What you should do:
Every record below should be printed exactly as given.
:: Given data
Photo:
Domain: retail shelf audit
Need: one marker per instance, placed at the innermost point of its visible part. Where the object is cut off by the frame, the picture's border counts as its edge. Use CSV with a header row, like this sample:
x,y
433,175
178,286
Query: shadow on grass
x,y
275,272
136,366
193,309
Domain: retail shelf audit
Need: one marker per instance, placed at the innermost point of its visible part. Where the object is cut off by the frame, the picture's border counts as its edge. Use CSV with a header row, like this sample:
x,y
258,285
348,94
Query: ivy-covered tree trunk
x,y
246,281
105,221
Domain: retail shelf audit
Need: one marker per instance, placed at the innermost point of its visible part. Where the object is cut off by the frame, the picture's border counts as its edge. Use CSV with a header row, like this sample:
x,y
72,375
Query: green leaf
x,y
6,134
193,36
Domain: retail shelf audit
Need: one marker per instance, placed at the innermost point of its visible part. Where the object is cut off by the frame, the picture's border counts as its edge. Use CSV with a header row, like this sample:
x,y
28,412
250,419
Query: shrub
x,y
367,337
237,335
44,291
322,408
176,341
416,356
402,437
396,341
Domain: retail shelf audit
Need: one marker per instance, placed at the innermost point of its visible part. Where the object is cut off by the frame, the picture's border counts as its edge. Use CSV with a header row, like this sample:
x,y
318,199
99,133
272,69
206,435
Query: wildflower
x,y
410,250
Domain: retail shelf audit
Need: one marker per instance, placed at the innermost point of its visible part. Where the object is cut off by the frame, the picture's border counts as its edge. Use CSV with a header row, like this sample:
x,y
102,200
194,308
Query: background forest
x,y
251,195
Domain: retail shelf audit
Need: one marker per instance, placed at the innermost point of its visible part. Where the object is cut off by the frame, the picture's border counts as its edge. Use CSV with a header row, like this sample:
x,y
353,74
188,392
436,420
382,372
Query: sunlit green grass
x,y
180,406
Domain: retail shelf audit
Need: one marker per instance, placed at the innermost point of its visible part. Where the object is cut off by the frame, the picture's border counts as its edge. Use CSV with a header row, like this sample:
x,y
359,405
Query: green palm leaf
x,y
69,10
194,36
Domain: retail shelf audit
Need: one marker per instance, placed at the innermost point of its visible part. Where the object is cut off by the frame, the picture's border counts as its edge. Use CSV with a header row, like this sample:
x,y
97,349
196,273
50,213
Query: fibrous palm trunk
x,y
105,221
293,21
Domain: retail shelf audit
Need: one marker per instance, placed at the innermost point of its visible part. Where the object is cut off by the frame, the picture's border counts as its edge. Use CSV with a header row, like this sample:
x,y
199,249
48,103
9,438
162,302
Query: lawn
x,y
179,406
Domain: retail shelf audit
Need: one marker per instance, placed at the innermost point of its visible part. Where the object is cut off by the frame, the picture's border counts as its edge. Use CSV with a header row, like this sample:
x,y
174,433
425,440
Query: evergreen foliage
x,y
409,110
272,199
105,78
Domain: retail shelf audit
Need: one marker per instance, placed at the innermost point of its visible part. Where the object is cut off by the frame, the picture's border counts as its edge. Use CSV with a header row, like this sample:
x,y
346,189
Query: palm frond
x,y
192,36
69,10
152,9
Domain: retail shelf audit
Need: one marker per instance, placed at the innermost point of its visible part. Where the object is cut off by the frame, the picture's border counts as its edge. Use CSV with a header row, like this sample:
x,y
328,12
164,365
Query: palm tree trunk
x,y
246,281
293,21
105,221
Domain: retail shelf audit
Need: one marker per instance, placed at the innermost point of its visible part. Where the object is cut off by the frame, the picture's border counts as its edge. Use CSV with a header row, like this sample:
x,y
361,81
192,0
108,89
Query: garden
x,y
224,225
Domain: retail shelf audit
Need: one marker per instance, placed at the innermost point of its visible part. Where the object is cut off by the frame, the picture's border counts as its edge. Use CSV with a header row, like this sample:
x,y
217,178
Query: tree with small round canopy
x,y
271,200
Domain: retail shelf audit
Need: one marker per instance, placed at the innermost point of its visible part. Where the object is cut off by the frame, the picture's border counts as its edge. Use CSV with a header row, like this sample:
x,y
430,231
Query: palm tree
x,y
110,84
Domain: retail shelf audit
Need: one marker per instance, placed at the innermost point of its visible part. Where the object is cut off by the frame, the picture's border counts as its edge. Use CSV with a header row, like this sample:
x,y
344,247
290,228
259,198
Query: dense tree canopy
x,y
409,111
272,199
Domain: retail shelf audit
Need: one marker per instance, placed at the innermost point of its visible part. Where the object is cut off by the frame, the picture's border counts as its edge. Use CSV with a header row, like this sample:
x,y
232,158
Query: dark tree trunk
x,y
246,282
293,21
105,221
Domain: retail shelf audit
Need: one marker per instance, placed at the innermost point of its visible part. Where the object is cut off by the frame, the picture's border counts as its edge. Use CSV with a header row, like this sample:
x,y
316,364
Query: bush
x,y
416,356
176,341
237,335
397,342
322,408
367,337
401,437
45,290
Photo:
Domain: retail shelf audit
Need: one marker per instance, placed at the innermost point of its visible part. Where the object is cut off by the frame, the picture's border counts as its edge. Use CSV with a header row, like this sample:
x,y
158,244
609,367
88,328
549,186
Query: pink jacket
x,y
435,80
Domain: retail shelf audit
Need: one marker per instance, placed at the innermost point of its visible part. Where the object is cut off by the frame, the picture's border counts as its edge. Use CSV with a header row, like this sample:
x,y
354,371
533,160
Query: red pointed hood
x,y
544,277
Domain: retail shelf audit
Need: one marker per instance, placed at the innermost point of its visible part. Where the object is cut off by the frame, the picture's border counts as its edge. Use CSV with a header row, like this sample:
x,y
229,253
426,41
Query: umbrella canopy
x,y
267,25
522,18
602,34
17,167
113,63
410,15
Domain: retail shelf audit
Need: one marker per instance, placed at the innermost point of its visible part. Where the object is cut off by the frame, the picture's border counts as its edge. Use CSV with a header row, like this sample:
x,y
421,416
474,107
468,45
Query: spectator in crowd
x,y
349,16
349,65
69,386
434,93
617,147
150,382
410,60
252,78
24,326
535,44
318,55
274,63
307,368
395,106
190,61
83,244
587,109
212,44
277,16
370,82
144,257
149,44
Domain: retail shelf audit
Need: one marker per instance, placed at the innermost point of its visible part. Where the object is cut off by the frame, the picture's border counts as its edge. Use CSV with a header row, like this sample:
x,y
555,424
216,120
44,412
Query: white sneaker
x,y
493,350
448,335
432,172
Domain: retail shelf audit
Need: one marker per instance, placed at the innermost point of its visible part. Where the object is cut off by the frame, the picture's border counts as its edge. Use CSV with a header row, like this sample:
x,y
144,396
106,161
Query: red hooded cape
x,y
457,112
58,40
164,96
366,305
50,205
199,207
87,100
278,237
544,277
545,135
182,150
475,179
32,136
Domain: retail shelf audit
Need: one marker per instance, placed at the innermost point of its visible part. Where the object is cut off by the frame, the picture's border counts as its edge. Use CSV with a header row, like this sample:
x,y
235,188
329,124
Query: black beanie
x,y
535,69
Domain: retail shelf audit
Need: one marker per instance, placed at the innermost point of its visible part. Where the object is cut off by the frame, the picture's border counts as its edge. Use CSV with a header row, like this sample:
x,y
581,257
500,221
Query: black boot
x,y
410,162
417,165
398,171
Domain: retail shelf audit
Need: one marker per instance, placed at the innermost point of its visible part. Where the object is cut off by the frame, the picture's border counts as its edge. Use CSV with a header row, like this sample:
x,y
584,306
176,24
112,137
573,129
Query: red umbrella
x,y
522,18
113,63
::::
Completed exercise:
Photo:
Domain: retail shelf audit
Need: one marker per instance, placed at the innermost point of its visible part. Where the object is cut off by the frame, the picture's border counts as its edge. Use CSV with a header row, like this sample:
x,y
433,175
178,286
Query: shadow on grass
x,y
275,272
136,366
193,309
Domain: retail shelf audit
Need: one marker per instance, placed at the innermost point of its visible part. Where the object is cut off by the frame, the picture's border counts as its edge. Use CSV with a header row, like this sample:
x,y
258,285
348,94
Query: ivy-covered tree trunk
x,y
246,281
105,221
Domain: retail shelf audit
Need: one marker per instance, placed at the innermost point of its visible part. Where the object is cut off by the frame, the picture's border counts as its edge. Use CSV with a header row, like this sample:
x,y
72,375
Query: green leaf
x,y
6,134
193,36
Domain: retail shelf audit
Need: one marker per instance, placed at the innermost point of its visible part. Where the object is cut off by the frame, the picture's border counts as its edge. Use CSV with a header row, like this sample:
x,y
28,412
250,419
Query: shrub
x,y
367,337
237,335
44,291
322,408
176,341
416,356
402,437
396,341
Domain: retail shelf audit
Need: one marker per instance, placed at the innermost point of its visible part. Where the object is cut off by the frame, the picture's border counts as its edge. Use CSV with a header row, like this sample:
x,y
318,199
99,133
272,69
206,435
Query: wildflower
x,y
410,250
Domain: retail shelf audit
Need: one marker per instance, placed at the innermost point of its visible part. Where the object is cut off by the frame, the picture's border counts as its edge. Use CSV with a header row, like this sample:
x,y
102,200
194,308
Query: background forest
x,y
251,195
Domain: retail shelf audit
Need: one marker per instance, placed at the innermost point of its visible part. Where the object is cut off by the frame, the picture's border counts as its edge. Use CSV with a header row, like this sample:
x,y
353,74
188,392
436,420
382,372
Query: sunlit green grass
x,y
180,406
Domain: retail shelf audit
Need: one marker per instance, placed at the innermost point of its visible part. Where the object is cut off by the frame, the picture's border counts as its edge. Use CSV with a header row, like this sample:
x,y
359,405
Query: green palm leaf
x,y
69,10
194,36
Domain: retail shelf audit
Need: one marker per instance, placed at the innermost point of its visible part. Where the object is cut off by the frame, the picture's border counts as its edge. Use CSV with a header row, like this sample:
x,y
97,349
196,273
50,213
Query: fibrous palm trunk
x,y
105,221
293,21
Domain: retail shelf audit
Need: one marker per instance, placed at the innermost point of its visible part. Where the object is cut off by the frame, the picture's border counts as its edge. Use CSV with a header row, like this sample:
x,y
199,249
48,103
9,438
162,302
Query: lawn
x,y
179,406
Domain: retail shelf audit
Need: one marker per instance, placed at the innermost point of its visible part. Where the object is cut off by the frame, the picture's border counts as its edge. Use CSV with a header row, like this sample:
x,y
174,433
425,440
Query: evergreen foliage
x,y
409,110
272,199
105,78
Domain: retail shelf audit
Need: one marker per instance, placed at the innermost point of its visible part. Where the object is cut off by the frame, the picture's border counts as its edge. Use CSV with a header row, like this sample:
x,y
346,189
Query: palm frond
x,y
192,36
69,10
152,9
Domain: retail shelf audit
Need: one marker per instance, placed at the innermost point of its visible part. Where the object is cut off by the frame, the picture's border counts as its edge. Use CSV with a header row, like this sample:
x,y
328,12
164,365
Query: palm tree trunk
x,y
246,281
293,21
105,221
Domain: retail shelf audit
Need: one marker per instance, placed at the innermost point of its visible part. Where the object is cut off by the frame, the picture's border counts as its edge. Use CSV with a header row, like this sample:
x,y
361,81
192,0
108,89
Query: garden
x,y
224,225
Domain: retail shelf audit
Need: one marker per instance, placed at the innermost point of its visible part. Where the object is cut off by the frame, the picture's border counts as its edge. Use CSV with a header row, like this sample:
x,y
217,178
Query: tree with small round canopy
x,y
271,200
Domain: retail shelf audit
Need: one marker per instance, placed at the innermost point of its visible part. Where the object is cut off by the frame, the picture's border counts as its edge. Use CSV with a header row, like this sample:
x,y
430,231
Query: palm tree
x,y
110,84
Domain: retail shelf audit
Need: one marker per instance, placed at the innermost point of its visible part. Where the object is cut off by the frame, the picture's border counts as its edge. Use CSV with a header row, like this sample:
x,y
344,247
290,228
259,198
Query: dense tree canopy
x,y
409,111
272,199
Domain: retail shelf audit
Need: one marker per instance, placed at the innermost point of its visible part. Where the object is cut off by the frame, the picture's border counts as its edge. Use CSV with a header row, like this sample:
x,y
232,158
Query: dark tree trunk
x,y
246,282
293,21
105,221
Domain: retail shelf audit
Need: one marker per instance, placed at the innermost point of its visible part. Where the object is cut off by the frame, the picture's border counts as its edge. Use CSV with a header row, like this sample:
x,y
316,364
Query: bush
x,y
416,356
176,341
237,335
397,342
322,408
367,337
401,437
45,290
Photo:
Domain: retail shelf audit
Need: one marker per instance, placed at the innermost point of its visible part. Where the object is cut off by the frame, the picture's border counts as its edge. Use CSV with a header row, like this sample:
x,y
158,244
609,367
88,328
549,186
Query: pink jacket
x,y
435,80
Domain: retail shelf audit
Need: one marker per instance, placed at the innermost point of its visible part. Where the object is cut off by the frame, the picture's border counts as its edge. Use CSV with a header row, like this sample:
x,y
354,371
533,160
Query: red pointed hood
x,y
544,277
Domain: retail shelf audit
Need: one marker per instance, placed at the innermost point of its visible part. Where the object is cut off by the frame, the picture's border counts as its edge. Use CSV with a header row, like this sample:
x,y
229,253
426,41
Query: umbrella canopy
x,y
267,25
522,18
602,34
17,167
113,63
410,15
Domain: retail shelf audit
Need: one marker per instance, placed at the innermost point of its visible part. Where the object is cut off by the frame, the picture's border counts as its edge. Use CSV with a header row, like this sample:
x,y
421,416
474,107
468,45
Query: spectator in crowd
x,y
349,16
349,65
69,386
434,93
617,147
150,382
410,60
252,78
24,326
535,44
318,55
274,63
307,368
395,106
190,61
83,244
587,109
212,44
277,16
370,82
144,257
149,44
Domain: retail shelf audit
Need: one marker per instance, placed at the innermost point of its visible part. Where the object is cut off by the frame, the picture's border counts as its edge. Use CSV with a header row, like this sample:
x,y
555,424
216,120
44,412
Query: white sneaker
x,y
493,350
448,335
432,172
Domain: retail shelf audit
Need: one marker per instance, placed at the innermost point of its visible part. Where the object is cut off by the frame, the picture's border counts as its edge. Use CSV with a header row, like this sample:
x,y
144,396
106,161
Query: red hooded cape
x,y
457,112
58,40
164,96
366,305
50,205
199,207
87,100
278,237
544,277
545,135
182,150
475,179
32,136
Domain: retail shelf audit
Need: one marker per instance, placed at the innermost point of its visible part. Where the object is cut off by the frame, the picture's border counts as its edge. Use CSV with a header row, like this sample:
x,y
235,188
329,124
Query: black beanie
x,y
535,69
Domain: retail shelf audit
Need: one marker per instance, placed at the innermost point of its visible part. Where the object is cut off by the frame, the picture's border counts as its edge. Use CSV with a header row, like this sample:
x,y
581,257
500,221
Query: black boot
x,y
410,162
417,165
398,171
Domain: retail shelf audit
Need: one marker per instance, placed at the innermost point of its visible part. Where the object is cut off by the frame, the picture's border counts as its edge. Use CSV with a header row, like this sample:
x,y
584,306
176,24
112,137
573,129
Query: red umbrella
x,y
522,18
113,63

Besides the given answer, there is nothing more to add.